Dataset items
○ ○ ○ ○ ○ ○ ○

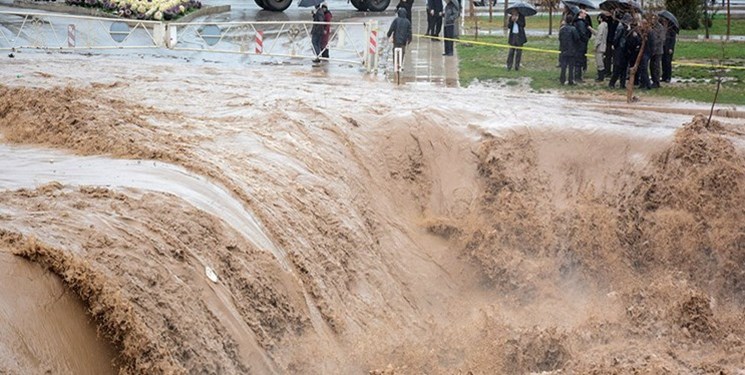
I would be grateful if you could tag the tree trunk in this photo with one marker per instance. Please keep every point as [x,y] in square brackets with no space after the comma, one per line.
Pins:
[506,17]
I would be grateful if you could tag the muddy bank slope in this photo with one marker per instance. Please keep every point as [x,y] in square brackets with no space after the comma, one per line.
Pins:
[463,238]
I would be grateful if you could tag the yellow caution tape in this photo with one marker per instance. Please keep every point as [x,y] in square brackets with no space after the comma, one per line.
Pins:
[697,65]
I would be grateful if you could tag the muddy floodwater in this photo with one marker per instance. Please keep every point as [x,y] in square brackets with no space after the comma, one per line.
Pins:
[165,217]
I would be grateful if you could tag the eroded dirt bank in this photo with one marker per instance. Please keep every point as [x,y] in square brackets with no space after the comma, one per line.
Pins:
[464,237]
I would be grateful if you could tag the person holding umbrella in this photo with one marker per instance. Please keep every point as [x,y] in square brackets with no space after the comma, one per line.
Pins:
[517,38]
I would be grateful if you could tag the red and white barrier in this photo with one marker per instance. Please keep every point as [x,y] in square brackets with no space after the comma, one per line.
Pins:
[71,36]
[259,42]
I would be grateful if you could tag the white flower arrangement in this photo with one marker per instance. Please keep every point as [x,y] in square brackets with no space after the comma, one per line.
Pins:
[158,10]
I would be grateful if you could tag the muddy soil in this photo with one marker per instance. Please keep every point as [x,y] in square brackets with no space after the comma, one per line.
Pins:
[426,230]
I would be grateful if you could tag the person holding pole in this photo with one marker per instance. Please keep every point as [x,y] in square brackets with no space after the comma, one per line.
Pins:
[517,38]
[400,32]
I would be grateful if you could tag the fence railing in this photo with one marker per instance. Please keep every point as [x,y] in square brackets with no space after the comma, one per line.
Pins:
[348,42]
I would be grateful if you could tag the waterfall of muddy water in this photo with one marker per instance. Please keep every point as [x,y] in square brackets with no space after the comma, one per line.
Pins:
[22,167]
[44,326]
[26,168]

○ ○ ○ ○ ○ ○ ○

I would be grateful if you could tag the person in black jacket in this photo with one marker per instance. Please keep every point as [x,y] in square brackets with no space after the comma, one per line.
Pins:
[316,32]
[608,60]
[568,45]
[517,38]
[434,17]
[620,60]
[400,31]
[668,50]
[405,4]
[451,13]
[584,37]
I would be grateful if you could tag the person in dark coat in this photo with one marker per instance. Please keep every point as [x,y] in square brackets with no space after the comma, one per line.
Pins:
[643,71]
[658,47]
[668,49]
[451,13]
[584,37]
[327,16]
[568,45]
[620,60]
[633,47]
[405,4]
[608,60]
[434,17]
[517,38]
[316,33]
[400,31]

○ ○ ○ ○ ○ ○ ○

§ Problem description
Extract each line of the data above that contains the word "white". Matching is case-sensitive.

§ The response
I would be grateful if you could tag the red and white barrier in this photo with one marker per instance. Please keep every point as [x,y] in square brackets with no space after the comma, one per line.
I would be grateful if you could tag the white flower arrangement in this photo with one marker per instance. Please keep every point as [x,y] in square brackets with no space after the comma, one per line.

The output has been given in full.